El Concilio de Troyes fue un concilio de la Iglesia Católica, que se convocó en la ciudad francesa de Troyes el 13 de enero de 1128, con el principal objeto de reconocer oficialmente a la Orden del Temple.
En el otoño de 1127, Hugo de Payns pretendió que fuera reconocida la orden que había fundado, la cual atravesaba una crisis de crecimiento, deseando favorecer su extensión en el Occidente cristiano.
Partió para Roma con cinco compañeros (entre ellos Godofredo de Saint-Omer) a fin de solicitar del papa Honorio II un reconocimiento oficial.
Para que les resulte más fácil que el Papa convoque el concilio, El rey Balduino de Jerusalén envía un mensaje a Bernardo de Claraval, quien tenía una buena relación con el Santo Padre, solicitándole que favoreciera al primer Gran Maestre de la Orden ante la iglesia. Antes estas peticiones la del Rey Balduino por un lado, la de Bernardo de Claraval y la propia de Hugo de Payns, el Papa aceptó convocar un concilio en Troyes que debatiera el asunto.

▶ Problemas y tareas:
A - Resume en forma de lista el párrafo del texto sobre el Concilio de Troyes que empieza con «En el otoño de 1127». Conserva sus datos principales.
B - Reproduce el pasaje del texto sobre el Concilio de Troyes que va desde "Partió para Roma" hasta "debatiera el asunto.", este último incluido.

▶ Datos proporcionados:
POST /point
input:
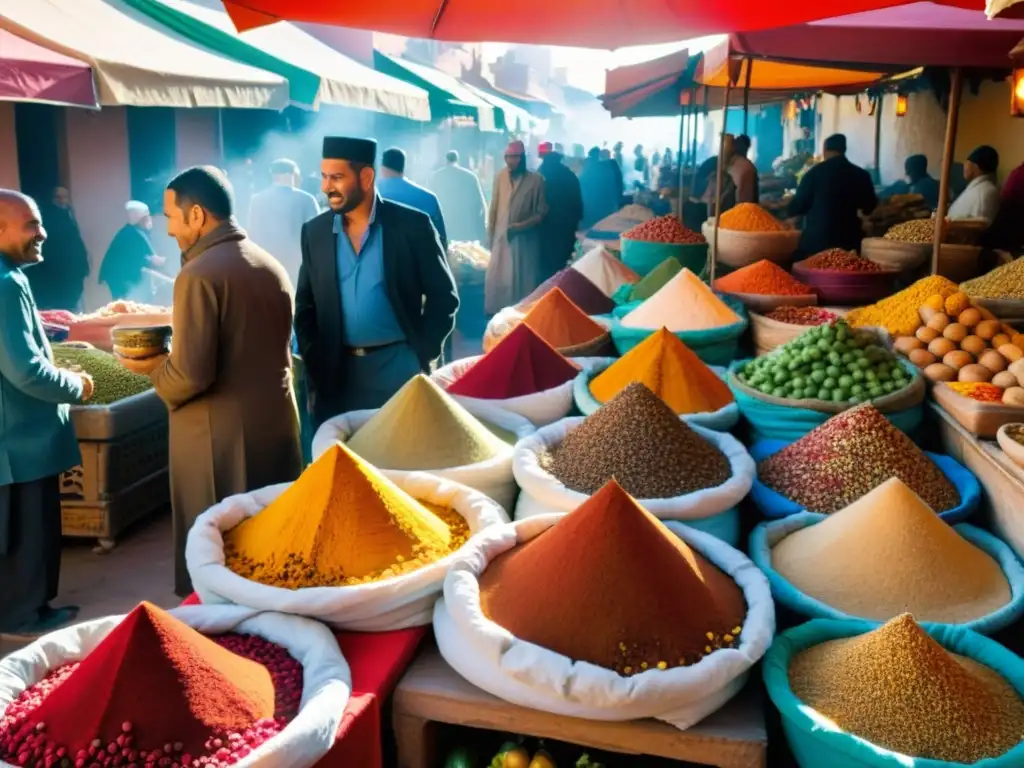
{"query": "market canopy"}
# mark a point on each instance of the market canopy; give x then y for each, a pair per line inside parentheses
(316, 73)
(449, 96)
(138, 62)
(33, 73)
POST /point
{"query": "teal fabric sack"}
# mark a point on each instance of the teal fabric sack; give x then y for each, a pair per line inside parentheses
(815, 743)
(767, 535)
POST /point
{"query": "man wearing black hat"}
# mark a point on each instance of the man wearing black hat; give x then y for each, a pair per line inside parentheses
(376, 299)
(981, 198)
(828, 198)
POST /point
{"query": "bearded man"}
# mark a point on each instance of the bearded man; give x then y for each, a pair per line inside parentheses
(376, 299)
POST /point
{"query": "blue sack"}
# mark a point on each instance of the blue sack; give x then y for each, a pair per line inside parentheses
(816, 743)
(773, 504)
(767, 535)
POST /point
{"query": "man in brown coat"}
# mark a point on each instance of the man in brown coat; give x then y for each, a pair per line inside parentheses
(227, 383)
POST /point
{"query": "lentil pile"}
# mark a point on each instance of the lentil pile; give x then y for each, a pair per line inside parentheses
(421, 428)
(341, 523)
(763, 278)
(684, 303)
(1006, 282)
(626, 594)
(638, 440)
(898, 313)
(112, 381)
(802, 315)
(669, 369)
(889, 553)
(898, 688)
(750, 217)
(836, 259)
(520, 364)
(849, 456)
(155, 691)
(827, 363)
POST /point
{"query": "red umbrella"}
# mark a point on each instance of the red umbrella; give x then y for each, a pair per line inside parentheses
(595, 24)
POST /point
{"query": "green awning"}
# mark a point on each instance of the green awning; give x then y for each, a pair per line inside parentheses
(449, 96)
(316, 74)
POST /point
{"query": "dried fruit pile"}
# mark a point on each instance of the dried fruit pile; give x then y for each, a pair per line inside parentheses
(155, 692)
(638, 440)
(898, 688)
(664, 229)
(849, 456)
(828, 363)
(611, 586)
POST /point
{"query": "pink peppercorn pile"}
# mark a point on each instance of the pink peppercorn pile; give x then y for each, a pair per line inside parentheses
(849, 456)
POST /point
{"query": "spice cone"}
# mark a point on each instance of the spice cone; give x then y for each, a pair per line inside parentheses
(340, 523)
(684, 303)
(889, 553)
(898, 688)
(671, 370)
(560, 323)
(422, 427)
(164, 678)
(520, 364)
(611, 586)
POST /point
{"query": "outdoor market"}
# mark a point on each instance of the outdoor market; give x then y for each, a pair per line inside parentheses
(728, 471)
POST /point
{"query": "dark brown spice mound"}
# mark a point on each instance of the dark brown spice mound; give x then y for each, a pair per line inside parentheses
(638, 440)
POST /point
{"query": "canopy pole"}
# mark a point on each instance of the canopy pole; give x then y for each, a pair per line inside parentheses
(952, 119)
(719, 178)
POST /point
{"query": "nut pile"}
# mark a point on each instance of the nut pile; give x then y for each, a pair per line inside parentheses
(850, 455)
(638, 440)
(898, 688)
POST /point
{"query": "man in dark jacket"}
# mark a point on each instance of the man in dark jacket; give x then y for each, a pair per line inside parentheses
(564, 210)
(376, 299)
(828, 198)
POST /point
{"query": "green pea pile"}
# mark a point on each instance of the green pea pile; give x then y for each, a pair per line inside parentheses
(827, 363)
(112, 382)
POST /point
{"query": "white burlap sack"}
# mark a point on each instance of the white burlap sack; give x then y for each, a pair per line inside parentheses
(327, 682)
(543, 494)
(492, 477)
(492, 658)
(377, 606)
(541, 408)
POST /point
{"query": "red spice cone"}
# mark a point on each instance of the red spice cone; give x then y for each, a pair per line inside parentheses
(610, 585)
(167, 680)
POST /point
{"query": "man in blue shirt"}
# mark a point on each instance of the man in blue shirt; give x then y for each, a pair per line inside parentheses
(393, 185)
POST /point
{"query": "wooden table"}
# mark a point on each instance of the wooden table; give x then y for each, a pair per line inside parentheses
(432, 692)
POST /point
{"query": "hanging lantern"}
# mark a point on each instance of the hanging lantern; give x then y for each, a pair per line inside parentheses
(902, 104)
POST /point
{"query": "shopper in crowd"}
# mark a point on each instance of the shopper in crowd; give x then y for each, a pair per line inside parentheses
(37, 440)
(226, 383)
(393, 185)
(58, 282)
(829, 197)
(518, 207)
(376, 298)
(278, 213)
(130, 254)
(981, 198)
(564, 210)
(461, 196)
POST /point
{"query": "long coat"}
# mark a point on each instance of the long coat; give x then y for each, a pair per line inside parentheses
(227, 382)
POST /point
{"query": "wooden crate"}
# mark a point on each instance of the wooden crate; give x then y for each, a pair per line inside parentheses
(432, 692)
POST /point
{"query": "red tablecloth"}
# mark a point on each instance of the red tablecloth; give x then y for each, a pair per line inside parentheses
(377, 660)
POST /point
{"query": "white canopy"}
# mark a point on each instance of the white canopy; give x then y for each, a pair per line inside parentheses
(138, 62)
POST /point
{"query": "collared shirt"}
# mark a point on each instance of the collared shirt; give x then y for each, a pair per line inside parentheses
(368, 316)
(400, 189)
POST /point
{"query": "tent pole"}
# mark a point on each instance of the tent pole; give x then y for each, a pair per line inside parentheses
(719, 177)
(952, 119)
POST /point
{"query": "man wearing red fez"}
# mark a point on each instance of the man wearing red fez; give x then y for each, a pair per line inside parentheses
(376, 299)
(518, 207)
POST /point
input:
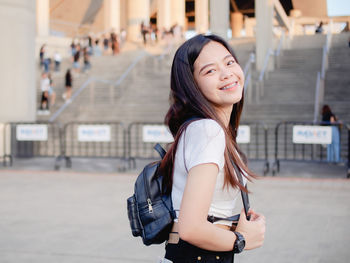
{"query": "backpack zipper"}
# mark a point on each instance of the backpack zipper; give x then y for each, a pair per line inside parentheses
(149, 201)
(150, 208)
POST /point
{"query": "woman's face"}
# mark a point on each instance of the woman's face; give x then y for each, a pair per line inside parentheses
(218, 75)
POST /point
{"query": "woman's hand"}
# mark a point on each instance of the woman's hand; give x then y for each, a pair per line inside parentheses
(253, 230)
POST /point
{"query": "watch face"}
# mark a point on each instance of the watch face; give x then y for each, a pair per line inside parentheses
(240, 245)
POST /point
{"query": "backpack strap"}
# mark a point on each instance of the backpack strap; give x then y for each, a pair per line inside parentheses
(160, 150)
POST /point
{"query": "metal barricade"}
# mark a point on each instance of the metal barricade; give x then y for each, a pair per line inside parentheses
(308, 142)
(30, 139)
(139, 147)
(256, 148)
(92, 139)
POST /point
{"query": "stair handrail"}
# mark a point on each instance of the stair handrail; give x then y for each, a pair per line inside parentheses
(248, 76)
(91, 80)
(280, 43)
(320, 81)
(317, 97)
(266, 63)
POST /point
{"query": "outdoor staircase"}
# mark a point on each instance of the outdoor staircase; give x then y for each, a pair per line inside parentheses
(337, 83)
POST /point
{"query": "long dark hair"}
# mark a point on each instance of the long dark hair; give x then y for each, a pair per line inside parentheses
(187, 101)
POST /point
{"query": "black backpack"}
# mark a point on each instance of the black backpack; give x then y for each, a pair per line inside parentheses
(150, 211)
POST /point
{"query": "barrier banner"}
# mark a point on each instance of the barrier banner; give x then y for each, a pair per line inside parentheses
(31, 132)
(243, 134)
(94, 133)
(156, 133)
(312, 134)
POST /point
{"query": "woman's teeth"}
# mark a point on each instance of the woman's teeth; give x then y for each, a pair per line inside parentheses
(230, 86)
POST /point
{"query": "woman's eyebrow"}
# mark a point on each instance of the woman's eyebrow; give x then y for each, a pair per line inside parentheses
(210, 64)
(228, 56)
(205, 66)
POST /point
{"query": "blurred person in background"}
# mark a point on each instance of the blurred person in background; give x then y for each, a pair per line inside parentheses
(333, 149)
(68, 85)
(57, 58)
(44, 87)
(52, 93)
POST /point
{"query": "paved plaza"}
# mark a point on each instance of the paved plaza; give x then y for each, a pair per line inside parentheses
(75, 217)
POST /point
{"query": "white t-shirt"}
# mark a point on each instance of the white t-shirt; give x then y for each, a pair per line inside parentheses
(204, 143)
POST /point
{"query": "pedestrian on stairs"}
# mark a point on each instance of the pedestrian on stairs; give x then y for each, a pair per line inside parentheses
(333, 149)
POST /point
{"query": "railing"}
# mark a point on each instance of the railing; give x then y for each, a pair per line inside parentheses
(320, 81)
(248, 77)
(92, 80)
(260, 85)
(310, 142)
(348, 128)
(263, 73)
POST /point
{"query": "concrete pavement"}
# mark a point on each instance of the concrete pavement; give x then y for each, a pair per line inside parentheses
(72, 217)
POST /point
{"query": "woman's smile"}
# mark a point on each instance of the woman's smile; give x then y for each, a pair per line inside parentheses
(230, 87)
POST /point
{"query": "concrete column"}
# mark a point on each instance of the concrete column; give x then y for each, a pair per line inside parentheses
(178, 12)
(164, 13)
(264, 34)
(201, 16)
(236, 24)
(138, 12)
(123, 14)
(249, 26)
(42, 17)
(219, 17)
(112, 15)
(17, 63)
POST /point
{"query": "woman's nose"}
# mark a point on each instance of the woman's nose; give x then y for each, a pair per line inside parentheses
(225, 73)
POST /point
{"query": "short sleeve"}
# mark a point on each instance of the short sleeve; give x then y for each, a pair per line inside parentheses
(204, 142)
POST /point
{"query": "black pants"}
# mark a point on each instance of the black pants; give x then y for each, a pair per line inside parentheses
(184, 252)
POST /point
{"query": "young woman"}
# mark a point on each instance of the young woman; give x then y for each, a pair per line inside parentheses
(206, 104)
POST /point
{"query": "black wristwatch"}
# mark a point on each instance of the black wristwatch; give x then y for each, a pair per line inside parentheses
(239, 243)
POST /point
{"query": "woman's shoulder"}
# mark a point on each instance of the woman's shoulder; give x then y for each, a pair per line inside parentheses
(205, 127)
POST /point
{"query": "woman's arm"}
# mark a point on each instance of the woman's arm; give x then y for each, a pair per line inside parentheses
(193, 224)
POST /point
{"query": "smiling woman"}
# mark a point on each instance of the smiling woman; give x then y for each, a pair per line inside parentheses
(206, 104)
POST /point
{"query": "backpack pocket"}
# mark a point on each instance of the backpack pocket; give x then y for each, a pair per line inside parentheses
(134, 217)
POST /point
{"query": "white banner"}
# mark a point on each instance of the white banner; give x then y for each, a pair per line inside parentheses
(156, 133)
(31, 132)
(243, 135)
(94, 133)
(312, 134)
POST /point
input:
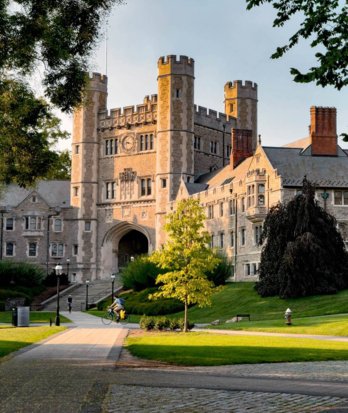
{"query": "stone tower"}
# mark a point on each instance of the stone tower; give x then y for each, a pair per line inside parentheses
(84, 171)
(241, 103)
(175, 131)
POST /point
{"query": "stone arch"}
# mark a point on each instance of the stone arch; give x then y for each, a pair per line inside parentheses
(133, 240)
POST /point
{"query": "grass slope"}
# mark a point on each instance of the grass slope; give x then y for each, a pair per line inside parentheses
(237, 298)
(200, 349)
(12, 339)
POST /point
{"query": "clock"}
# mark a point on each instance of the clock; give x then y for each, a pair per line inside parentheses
(128, 143)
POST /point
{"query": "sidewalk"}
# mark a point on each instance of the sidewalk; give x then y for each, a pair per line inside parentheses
(59, 374)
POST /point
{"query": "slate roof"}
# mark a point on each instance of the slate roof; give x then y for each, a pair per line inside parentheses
(293, 163)
(55, 193)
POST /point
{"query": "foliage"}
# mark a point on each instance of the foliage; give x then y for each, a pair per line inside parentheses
(325, 23)
(28, 129)
(221, 272)
(140, 273)
(139, 303)
(304, 253)
(207, 349)
(59, 34)
(186, 256)
(60, 169)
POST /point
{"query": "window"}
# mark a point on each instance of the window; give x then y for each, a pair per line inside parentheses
(9, 252)
(232, 239)
(257, 234)
(197, 143)
(32, 249)
(145, 187)
(58, 225)
(261, 195)
(9, 224)
(57, 249)
(210, 211)
(341, 197)
(242, 236)
(231, 207)
(32, 223)
(221, 209)
(213, 147)
(110, 190)
(222, 236)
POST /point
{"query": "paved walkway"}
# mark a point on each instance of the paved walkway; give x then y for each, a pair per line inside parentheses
(75, 371)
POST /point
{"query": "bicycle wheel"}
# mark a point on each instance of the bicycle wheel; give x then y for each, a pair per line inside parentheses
(107, 318)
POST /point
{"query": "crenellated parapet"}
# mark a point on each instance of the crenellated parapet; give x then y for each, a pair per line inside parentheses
(213, 119)
(127, 116)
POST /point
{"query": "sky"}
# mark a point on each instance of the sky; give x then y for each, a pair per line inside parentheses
(227, 43)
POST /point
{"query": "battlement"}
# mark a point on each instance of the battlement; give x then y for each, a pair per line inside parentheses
(173, 60)
(248, 84)
(98, 77)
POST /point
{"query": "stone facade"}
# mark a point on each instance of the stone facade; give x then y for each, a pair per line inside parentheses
(130, 166)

▶ Soluciones por tarea:
A -
- En el otoño de 1127, Hugo de Payns quiso que se reconociera la orden que había fundado.
- La orden pasaba por una crisis de crecimiento.
- Hugo de Payns buscaba favorecer su extensión en el Occidente cristiano.

B -
Partió para Roma con cinco compañeros (entre ellos Godofredo de Saint-Omer) a fin de solicitar del papa Honorio II un reconocimiento oficial.
Para que les resulte más fácil que el Papa convoque el concilio, El rey Balduino de Jerusalén envía un mensaje a Bernardo de Claraval, quien tenía una buena relación con el Santo Padre, solicitándole que favoreciera al primer Gran Maestre de la Orden ante la iglesia. Antes estas peticiones la del Rey Balduino por un lado, la de Bernardo de Claraval y la propia de Hugo de Payns, el Papa aceptó convocar un concilio en Troyes que debatiera el asunto.